Page extract
+-------+

Peanut allergy study reveals psychosocial burden on allergic individuals
Said to be the first and largest quantitative study of its kind, the European APPEAL-1 study has assessed the psychosocial impact of living with a peanut allergy – exploring food accessibility, cost, comfort and stress.
Aimmune Therapeutics, Inc, a biopharmaceutical company developing and commercialising treatments for life-threatening food allergies, has announced findings from APPEAL-1 (Allergy to Peanuts ImPacting Emotions And Life-1), a pan-European study assessing the psychosocial effect and impact of living with peanut allergy.
The study highlighted the substantial impact peanut allergy has on every aspect of allergic individuals’ and their caregivers’ lives, including the uncertainty they feel around how to manage frightening and debilitating reactions and concerns about the feasibility of ongoing avoidance.
Peanut allergy is one of the most common food allergies, which affects over 17 million people in Europe. The prevalence of peanut allergy in Europe has doubled between 2005 and 2015, and around two-thirds of schools in Europe currently have at least one child at risk of anaphylaxis.
APPEAL-1 is said to be the first and largest quantitative study to validate and bring attention to the significant burden and psychosocial impact with which allergic individuals and their caregivers are challenged in their daily lives. The findings illustrated the impact of living with the condition, and how attempting to avoid peanuts every day can be a major source of stress, fear and anxiety, clouded by the persistent worry of accidental exposure for both the allergic individual and their caregiver.
The data also reportedly demonstrated that, across Europe, there is insufficient education for coping and living with the disease and the management of reactions.
Of the 1,300 survey participants:
- 45 percent rated their worst allergy reactions as severe, and 31 percent require the use of rescue medicine (adrenaline auto-injector; AAI) and hospitalisation for their worst reaction. Of this latter group, percentages are higher in younger age groups; 35 percent in children and 42 percent in teenagers, compared with 26 percent in adults
- Despite this, more than a quarter had never been prescribed an adrenaline auto-injector (AAI), and only 24 percent of all respondents received training on what to do in an emergency. Of those that had been prescribed an AAI, only a third had received training on how to use it
- 87.4 percent reported multiple symptoms during their worst allergic reactions; the most common symptoms included swelling (lips, eyes, tongue), breathing difficulties/wheezing and itching mouth or throat tightness. Almost one third report gastrointestinal symptoms (vomiting 30 percent, nausea 27 percent, stomach pain/cramps 24 percent)

+-------+

Dataset extract

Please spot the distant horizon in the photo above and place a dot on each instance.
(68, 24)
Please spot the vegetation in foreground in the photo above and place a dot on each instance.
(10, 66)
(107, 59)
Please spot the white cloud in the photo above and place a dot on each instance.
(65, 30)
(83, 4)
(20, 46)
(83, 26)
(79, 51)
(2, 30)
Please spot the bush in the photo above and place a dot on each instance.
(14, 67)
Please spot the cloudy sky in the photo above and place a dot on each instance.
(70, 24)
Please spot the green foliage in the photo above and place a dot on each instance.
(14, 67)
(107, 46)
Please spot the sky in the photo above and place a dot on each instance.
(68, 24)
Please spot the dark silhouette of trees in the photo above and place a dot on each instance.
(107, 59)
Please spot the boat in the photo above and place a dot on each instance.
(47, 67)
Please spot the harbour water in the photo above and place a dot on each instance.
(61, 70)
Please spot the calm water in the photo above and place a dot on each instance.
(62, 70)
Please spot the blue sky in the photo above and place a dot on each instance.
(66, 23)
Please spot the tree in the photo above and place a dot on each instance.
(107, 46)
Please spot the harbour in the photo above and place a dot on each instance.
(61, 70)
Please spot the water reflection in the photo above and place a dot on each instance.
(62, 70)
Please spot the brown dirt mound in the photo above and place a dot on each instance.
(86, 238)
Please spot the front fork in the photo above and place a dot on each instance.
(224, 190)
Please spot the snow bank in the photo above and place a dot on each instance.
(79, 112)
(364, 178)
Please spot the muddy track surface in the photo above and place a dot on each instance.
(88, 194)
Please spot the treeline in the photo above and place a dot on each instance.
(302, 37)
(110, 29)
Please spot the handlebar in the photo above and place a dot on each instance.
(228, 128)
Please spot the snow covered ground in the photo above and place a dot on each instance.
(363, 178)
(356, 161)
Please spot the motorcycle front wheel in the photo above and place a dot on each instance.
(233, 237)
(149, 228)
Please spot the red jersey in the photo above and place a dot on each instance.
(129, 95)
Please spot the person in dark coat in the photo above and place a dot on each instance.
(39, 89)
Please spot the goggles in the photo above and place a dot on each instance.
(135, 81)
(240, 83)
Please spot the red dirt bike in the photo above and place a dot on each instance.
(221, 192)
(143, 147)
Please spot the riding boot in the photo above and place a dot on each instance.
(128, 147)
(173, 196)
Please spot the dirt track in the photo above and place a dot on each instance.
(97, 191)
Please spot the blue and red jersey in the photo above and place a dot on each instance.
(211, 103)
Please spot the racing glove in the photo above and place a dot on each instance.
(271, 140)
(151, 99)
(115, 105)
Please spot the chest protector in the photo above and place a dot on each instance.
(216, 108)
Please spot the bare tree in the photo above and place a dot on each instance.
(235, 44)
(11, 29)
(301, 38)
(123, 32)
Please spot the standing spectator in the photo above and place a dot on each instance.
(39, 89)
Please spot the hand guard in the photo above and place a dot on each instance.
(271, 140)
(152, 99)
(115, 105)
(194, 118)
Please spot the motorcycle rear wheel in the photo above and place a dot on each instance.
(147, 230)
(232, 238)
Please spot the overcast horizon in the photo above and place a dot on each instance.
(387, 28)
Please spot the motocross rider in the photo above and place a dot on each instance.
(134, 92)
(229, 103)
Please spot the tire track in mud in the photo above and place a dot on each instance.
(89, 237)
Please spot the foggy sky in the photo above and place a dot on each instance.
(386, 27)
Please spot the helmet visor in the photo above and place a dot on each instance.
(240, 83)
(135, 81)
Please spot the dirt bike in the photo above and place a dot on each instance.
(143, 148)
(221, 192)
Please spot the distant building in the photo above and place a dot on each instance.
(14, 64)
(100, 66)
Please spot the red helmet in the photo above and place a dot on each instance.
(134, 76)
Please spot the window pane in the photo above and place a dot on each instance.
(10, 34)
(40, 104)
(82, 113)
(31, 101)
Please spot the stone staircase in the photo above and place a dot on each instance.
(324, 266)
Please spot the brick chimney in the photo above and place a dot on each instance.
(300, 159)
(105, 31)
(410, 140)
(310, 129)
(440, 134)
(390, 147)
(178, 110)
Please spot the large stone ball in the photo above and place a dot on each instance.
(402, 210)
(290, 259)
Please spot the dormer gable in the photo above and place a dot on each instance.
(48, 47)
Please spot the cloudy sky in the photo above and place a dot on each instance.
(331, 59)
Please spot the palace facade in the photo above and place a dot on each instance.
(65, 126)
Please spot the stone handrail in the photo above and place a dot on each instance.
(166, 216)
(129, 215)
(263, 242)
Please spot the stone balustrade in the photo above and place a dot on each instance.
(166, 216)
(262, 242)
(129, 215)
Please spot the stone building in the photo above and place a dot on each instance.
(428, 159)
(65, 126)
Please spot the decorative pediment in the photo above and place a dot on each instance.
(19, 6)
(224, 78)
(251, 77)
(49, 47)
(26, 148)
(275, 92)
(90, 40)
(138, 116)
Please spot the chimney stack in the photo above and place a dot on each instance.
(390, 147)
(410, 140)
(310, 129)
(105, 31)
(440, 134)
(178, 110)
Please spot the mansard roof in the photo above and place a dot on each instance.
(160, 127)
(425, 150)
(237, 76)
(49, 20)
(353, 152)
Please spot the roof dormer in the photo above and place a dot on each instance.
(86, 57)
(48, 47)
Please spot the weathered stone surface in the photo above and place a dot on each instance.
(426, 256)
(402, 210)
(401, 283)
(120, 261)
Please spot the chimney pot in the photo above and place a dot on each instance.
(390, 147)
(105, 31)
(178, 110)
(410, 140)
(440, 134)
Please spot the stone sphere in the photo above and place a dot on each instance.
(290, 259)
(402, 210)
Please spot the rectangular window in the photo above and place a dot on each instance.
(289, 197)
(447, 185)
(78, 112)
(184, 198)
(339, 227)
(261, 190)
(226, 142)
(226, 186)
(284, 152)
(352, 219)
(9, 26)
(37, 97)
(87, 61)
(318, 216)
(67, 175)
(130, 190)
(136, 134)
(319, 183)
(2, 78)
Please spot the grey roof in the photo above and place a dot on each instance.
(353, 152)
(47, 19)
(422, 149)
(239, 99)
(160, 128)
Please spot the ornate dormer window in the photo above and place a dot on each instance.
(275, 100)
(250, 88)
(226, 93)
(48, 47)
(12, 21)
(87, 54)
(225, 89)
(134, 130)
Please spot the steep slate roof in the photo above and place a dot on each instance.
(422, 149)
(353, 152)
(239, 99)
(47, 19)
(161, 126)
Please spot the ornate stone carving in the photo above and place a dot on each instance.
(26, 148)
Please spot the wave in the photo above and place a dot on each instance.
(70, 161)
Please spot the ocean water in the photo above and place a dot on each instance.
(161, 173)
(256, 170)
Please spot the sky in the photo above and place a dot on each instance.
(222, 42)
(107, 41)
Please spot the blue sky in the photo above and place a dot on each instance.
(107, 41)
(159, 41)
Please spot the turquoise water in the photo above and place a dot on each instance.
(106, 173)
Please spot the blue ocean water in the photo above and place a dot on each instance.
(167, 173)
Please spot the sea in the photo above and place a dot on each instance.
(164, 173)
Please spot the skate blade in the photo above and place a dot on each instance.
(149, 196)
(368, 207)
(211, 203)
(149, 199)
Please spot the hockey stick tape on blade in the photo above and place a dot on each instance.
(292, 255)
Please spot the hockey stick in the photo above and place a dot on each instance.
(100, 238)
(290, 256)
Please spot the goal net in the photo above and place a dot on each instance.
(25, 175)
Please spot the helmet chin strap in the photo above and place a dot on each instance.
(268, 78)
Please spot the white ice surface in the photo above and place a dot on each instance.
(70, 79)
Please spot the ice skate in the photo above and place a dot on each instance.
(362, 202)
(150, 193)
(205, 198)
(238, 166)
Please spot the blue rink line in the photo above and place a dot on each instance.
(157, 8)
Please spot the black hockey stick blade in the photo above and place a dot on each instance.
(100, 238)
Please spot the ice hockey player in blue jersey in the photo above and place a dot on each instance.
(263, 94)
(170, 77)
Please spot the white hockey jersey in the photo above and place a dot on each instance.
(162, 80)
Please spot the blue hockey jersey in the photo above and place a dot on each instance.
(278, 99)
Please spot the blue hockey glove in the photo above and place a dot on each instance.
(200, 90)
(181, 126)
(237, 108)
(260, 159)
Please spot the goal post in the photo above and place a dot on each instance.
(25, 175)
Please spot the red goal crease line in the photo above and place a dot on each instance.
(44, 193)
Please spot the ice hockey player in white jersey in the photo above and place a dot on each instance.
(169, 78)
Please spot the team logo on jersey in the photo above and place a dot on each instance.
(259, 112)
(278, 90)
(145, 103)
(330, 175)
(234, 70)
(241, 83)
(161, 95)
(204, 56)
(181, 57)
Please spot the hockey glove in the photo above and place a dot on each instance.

+-------+

What you will do
- 1) Answer these questions about the peanut allergy study text:
(a) How many people in Europe does peanut allergy affect?
(b) How many people took part in the survey?
(c) What percentage of all respondents received training on what to do in an emergency?
- 2) Continue the peanut allergy study text from the point where it stops.
The items were taken from a different source.

Task-by-task results
- 1)
(a) Over 17 million
(b) 1,300
(c) 24 percent

- 2)
- Comorbidities are common, with 42, 50 and 79 percent reporting comorbid allergic rhinitis, asthma, and other food allergy, respectively
- Nearly half of all respondents (46 percent) described living with the disease as “more” or “much more” expensive than living without the disease, pointing to a financial burden associated with managing peanut allergy. Most respondents noted “significant” indirect costs associated with the extra time needed for planning day-to-day activities (85 percent) and special events (91 percent)
- 90 percent reported feeling frustrated and stressed, with over a third having frequent feelings of anxiety
- 65 percent reported feelings of isolation and 43 percent reported experiencing bullying
- 89 percent reported feeling restricted on where to eat out and 84 percent feel limited on buying food.
“The study provides essential insight and data on peanut allergy comorbidities, severity of reactions, management, and suggests a widespread need in Europe for improved quality of peanut allergy health management and education”, said Daniel Adelman, Chief Medical Officer of Aimmune. “These findings represent the largest quantitative data set to date and, importantly, deepen our knowledge and understanding of the impact of peanut allergy on everyday lives, further providing some signposts for clinicians and policymakers on significant needs among these patients that need to be addressed.”